Articolo:
/---

Archivio Luglio 24, 2008

UN ESSERE UMANO

Mi scrive R. Rebeschini:

“Cara Marina, le confessero’ che, un po’ di tempo fa volevo scriverle, con un certo intento polemico, a proposito di infradito ed islamici, perché la cosa mi aveva un po’
infastidito ed avrei voluto farglielo presente.

Le avrei detto  che  si sarebbe certamente  dimenticata le   piccolezze di
una signora musulmana in metro’   se    si fosse dedicata alla lettura di Etty
Hillesum, che , in quel momento, riempiva le mie  ore libere.
Lo so , lo so che sarei stato insolente ma non glielo avevo scritto !

Ora vedo che lei cita la stessa Hillesum e, in verità, mi confonde un po’ le
idee, tuttavia, nel mio piccolo, ho già la soluzione che aggiusta tutto.
Di questi tempi tira una brutta aria e probabilmente, quel giorno, lei aveva
improvvidamente lasciato aperta una finestra. O sbaglio?”

Caro R., è che sono semplicemente un essere umano. Nè Gesù, nè la cara Etty, che è sovrumana, ma un essere umano.

Archivio Maggio 29, 2008

UNA PERSONA BUONA

Se proprio qualcuno mi costringesse a comporre il mio epitaffio, mi piacerebbe:“Qui riposa una persona buona”. Non lo sono abbastanza da meritarlo, di sicuro. Ho un impatto ambientale piuttosto aspro, e ci vuole uno sguardo amoroso e attento per cogliere quel poco di bontà di cui dispongo. Il fatto è che, come raccontavo a un’amica, da ragazzina mi entusiasmavo per una mente folgorante, per un’intelligenza fulminea, per il triplo salto mortale di un motto di spirito, tutte qualità sotto il segno di Mercurio che, intendiamoci, apprezzo ancora molto. Oggi però quello che mi colpisce, il modello a cui tendere è diventato un altro. Crescendo mi pare di aver capito questo: che il senso della nostra vita, per quel poco che ci è dato di intendere, ha a che vedere con il nutrirsi l’uno con l’altro, con il darsi del bene e da mangiare l’un l’altro (perché sia proprio questo, il senso della vita, io non lo so). Che il carisma misterioso di Gesù –sono un’ammiratrice di Gesù, a prescindere dal fatto di essere cristiana o meno- sta nel fatto di essersi dato lui stesso in pasto agli altri. Più di così non si può. Le persone migliori che ho conosciuto non sono le menti folgoranti, ma quelle che si danno al numero maggiore di altri, il cui generoso raggio si estende oltre i confini angusti del proprio io e annessi, familiari e amici, che sanno vedere anche l’altro più altro e lontano, o addirittura il nemico (“Ama il tuo nemico” è uno dei più scandalosi precetti evangelici) e dargli qualcosa di sé, nutrirlo con qualcosa di sé. La Chiesa li chiama santi, io da laica direi che sono gli individui superiori della nostra specie, quelli in cui l’umanità si esprime al meglio, i veri Superuomini (e Superdonne). Raramente si trovano fra i più ricchi, ma è anche possibile. Talora hanno anche cultura e una mente vivace, ma non è detto. Spesso sono anche antipatici. Con un po’ di pratica dello sguardo, questi angeli si impara a vederli.

\---

Materiale riportato:
/---

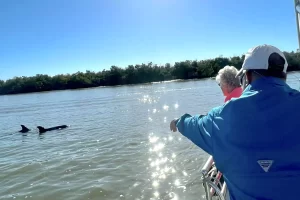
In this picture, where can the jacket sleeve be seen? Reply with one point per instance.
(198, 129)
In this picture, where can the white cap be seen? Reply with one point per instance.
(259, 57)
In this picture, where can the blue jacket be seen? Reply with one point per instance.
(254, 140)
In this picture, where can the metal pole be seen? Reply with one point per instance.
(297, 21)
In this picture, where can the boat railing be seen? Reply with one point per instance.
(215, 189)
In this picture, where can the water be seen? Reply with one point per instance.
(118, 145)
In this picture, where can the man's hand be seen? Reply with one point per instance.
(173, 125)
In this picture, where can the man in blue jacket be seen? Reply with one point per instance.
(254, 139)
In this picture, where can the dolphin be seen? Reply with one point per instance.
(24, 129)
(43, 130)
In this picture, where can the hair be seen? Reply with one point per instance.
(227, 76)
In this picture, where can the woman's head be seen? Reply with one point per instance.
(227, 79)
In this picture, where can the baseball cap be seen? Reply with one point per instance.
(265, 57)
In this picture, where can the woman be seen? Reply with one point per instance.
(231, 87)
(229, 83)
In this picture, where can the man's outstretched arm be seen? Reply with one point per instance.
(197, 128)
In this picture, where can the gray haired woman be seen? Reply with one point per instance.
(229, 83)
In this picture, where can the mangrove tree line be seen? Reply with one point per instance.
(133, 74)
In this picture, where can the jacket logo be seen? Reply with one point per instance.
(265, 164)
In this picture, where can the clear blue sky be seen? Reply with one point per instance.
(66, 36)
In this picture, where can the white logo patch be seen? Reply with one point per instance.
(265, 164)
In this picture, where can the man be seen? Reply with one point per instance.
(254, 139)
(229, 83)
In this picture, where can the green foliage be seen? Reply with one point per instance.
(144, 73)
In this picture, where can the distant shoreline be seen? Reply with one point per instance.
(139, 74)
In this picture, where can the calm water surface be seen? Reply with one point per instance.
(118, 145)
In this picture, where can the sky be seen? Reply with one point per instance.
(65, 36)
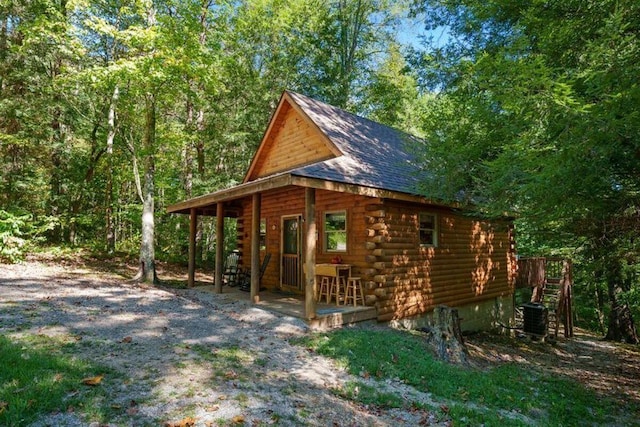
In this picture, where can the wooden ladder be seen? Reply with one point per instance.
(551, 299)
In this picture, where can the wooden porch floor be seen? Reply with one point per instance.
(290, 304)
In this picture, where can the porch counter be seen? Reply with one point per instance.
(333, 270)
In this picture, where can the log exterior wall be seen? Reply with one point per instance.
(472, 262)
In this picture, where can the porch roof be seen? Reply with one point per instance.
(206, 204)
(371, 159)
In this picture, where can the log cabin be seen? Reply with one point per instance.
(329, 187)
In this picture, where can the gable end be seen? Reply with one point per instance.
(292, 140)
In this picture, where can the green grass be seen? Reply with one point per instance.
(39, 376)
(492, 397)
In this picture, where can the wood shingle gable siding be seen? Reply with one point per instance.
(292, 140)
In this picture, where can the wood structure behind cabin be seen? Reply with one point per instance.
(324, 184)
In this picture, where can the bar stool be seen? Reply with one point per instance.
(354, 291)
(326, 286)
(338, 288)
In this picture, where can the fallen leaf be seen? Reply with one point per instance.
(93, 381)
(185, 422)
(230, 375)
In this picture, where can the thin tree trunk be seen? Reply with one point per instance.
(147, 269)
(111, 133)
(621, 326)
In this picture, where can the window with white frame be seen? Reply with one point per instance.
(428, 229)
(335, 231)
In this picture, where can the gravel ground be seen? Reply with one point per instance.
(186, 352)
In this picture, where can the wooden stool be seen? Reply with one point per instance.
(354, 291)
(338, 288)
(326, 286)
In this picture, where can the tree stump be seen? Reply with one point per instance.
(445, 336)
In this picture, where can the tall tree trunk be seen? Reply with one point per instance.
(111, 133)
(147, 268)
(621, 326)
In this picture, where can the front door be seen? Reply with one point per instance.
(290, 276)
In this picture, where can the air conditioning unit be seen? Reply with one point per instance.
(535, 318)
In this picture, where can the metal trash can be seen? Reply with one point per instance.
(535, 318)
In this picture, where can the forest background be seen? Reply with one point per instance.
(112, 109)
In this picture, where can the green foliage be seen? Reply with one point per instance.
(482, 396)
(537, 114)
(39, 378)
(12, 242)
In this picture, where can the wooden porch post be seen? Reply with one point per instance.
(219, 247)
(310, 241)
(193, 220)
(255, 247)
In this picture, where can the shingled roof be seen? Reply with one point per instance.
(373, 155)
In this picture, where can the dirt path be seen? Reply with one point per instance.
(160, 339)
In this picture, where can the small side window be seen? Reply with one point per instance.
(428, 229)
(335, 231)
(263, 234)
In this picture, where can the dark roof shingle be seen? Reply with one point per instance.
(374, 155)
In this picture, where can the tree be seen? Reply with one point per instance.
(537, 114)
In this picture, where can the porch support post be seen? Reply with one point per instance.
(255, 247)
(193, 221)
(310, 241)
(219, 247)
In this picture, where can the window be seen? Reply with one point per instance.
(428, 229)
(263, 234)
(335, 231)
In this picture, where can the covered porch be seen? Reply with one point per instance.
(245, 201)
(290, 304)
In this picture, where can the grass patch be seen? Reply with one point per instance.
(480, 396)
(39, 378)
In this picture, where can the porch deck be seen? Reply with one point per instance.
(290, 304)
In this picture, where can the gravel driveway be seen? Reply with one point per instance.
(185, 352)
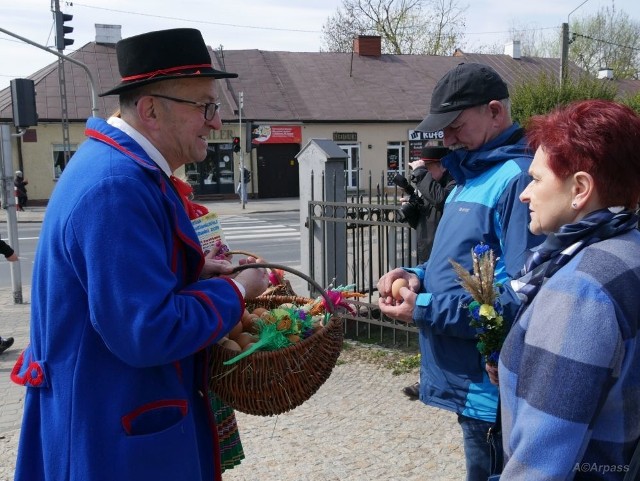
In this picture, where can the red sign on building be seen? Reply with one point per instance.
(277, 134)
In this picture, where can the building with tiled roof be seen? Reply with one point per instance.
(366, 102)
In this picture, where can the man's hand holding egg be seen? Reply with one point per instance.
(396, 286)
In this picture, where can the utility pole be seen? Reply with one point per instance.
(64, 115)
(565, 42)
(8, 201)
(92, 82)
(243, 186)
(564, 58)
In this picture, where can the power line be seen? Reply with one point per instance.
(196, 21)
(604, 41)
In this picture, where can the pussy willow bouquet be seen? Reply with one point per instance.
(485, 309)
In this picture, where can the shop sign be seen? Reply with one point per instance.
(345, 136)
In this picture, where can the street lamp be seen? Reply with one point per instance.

\---
/---

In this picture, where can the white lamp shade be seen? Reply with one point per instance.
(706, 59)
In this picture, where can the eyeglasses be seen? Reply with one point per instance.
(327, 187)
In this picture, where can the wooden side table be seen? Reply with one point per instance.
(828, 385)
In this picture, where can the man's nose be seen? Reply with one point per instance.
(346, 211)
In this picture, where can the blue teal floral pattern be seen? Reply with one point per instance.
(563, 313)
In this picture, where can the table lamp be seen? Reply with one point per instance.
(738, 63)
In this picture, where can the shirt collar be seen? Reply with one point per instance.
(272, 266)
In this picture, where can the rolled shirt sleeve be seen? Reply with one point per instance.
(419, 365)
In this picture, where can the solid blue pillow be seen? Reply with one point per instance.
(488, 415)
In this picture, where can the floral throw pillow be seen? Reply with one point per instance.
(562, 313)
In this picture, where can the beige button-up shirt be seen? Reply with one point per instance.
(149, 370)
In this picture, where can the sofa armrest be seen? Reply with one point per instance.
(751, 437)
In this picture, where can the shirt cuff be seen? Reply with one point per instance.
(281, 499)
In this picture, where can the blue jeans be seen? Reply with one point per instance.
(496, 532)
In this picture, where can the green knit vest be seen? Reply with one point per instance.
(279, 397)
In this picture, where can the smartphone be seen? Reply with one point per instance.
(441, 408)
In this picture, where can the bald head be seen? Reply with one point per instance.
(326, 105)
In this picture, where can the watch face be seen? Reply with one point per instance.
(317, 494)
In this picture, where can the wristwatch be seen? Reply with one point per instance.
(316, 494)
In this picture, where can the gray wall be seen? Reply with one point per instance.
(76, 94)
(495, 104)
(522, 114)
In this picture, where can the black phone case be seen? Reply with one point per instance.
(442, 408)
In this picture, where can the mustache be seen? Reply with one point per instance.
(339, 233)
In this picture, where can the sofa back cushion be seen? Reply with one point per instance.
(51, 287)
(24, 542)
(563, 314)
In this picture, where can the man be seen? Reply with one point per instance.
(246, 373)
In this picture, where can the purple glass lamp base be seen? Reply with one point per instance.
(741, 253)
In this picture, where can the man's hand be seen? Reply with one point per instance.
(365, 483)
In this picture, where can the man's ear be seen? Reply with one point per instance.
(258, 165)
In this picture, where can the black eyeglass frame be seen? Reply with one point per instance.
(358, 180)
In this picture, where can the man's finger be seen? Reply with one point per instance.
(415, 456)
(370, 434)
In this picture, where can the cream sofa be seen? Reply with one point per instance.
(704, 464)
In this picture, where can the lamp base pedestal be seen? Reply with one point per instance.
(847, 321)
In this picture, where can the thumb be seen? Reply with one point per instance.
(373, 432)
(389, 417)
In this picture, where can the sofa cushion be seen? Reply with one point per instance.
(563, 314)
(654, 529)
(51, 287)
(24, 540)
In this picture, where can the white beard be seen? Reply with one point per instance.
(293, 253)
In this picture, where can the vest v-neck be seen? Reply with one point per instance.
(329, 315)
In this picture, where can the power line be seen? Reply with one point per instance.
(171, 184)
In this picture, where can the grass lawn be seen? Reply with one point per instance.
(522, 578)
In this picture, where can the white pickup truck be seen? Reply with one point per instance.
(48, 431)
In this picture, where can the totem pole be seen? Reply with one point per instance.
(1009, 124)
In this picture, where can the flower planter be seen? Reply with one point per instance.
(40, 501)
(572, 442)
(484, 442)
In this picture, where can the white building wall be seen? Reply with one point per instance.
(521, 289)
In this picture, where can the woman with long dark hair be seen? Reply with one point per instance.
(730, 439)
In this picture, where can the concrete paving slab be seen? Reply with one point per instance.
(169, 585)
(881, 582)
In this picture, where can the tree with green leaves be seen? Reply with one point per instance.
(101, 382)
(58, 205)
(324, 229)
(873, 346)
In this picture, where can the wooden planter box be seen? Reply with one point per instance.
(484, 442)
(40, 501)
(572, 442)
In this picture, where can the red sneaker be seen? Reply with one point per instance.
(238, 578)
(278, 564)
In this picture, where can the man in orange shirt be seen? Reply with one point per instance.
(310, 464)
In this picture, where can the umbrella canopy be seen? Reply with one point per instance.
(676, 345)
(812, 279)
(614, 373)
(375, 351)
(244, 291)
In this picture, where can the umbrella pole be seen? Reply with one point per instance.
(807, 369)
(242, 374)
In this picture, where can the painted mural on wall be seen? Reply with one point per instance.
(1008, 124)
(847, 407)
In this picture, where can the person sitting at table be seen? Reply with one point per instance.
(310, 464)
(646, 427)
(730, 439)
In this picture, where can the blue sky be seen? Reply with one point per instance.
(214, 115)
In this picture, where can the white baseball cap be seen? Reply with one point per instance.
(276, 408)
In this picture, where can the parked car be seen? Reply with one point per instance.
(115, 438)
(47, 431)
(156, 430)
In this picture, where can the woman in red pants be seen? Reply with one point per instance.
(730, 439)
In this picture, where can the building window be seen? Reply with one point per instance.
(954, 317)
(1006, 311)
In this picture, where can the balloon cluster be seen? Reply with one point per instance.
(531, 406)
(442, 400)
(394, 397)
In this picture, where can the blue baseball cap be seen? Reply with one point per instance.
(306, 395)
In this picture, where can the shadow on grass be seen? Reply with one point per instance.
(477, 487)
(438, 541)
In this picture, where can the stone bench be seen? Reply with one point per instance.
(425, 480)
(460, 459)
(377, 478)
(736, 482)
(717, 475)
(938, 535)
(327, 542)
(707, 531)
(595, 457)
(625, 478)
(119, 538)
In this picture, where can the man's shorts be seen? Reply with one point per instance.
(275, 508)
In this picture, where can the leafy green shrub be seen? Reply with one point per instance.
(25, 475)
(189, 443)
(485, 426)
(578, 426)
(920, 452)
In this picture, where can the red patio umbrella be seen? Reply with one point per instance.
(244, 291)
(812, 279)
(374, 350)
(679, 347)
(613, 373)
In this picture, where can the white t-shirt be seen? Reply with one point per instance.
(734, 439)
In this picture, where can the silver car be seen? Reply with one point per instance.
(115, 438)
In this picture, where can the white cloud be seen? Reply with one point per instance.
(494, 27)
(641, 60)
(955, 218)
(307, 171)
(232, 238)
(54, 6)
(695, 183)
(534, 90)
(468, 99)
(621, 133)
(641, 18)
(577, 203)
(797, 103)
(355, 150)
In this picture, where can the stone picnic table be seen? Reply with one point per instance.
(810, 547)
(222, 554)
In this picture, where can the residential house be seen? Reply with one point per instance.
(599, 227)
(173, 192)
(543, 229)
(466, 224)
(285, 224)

\---
/---

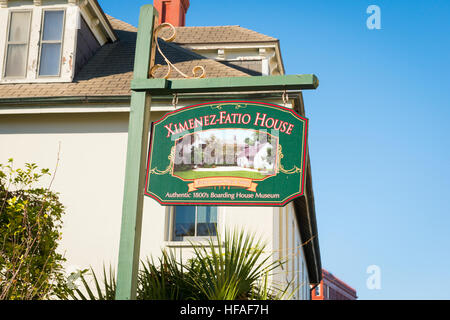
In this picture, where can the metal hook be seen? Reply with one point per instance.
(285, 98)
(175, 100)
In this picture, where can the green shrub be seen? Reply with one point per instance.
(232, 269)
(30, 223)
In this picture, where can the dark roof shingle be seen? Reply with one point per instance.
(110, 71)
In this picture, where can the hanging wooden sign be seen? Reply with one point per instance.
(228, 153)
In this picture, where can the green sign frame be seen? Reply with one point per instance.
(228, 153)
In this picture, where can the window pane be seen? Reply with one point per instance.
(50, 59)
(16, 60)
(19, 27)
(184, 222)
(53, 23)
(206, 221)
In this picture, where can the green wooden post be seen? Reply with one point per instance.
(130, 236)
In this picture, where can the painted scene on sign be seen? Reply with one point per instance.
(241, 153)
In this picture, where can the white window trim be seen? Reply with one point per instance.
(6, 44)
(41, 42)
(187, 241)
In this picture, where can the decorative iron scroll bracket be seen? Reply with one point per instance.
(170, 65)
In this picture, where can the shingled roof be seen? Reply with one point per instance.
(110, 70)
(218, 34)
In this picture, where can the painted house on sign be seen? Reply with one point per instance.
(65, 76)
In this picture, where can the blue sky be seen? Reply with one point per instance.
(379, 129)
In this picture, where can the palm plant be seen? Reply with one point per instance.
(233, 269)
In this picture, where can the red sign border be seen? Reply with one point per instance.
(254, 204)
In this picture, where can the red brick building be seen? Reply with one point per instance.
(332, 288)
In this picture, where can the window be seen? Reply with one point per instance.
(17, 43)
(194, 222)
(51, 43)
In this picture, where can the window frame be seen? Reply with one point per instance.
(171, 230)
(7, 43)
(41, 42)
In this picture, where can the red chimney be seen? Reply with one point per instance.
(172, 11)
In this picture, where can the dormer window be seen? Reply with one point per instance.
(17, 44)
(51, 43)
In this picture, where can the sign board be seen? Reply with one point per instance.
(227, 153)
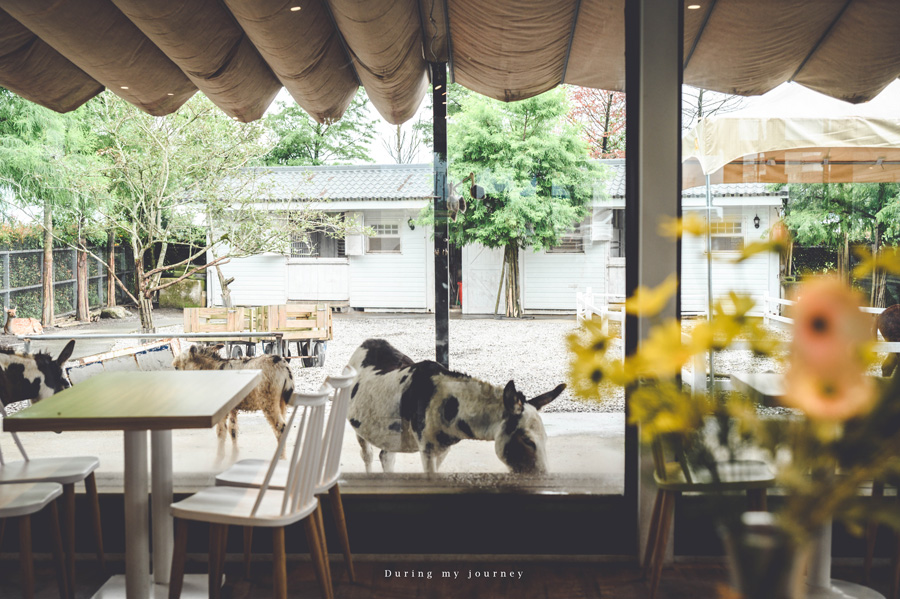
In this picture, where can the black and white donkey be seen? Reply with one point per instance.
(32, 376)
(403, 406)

\---

Problema da risolvere:
Ricopia senza modifiche il passo dell'articolo che comincia con "Le avrei detto  che  si" e prosegue fino a "mie  ore libere.".

Esercizio svolto:
Le avrei detto  che  si sarebbe certamente  dimenticata le   piccolezze di
una signora musulmana in metro’   se    si fosse dedicata alla lettura di Etty
Hillesum, che , in quel momento, riempiva le mie  ore libere.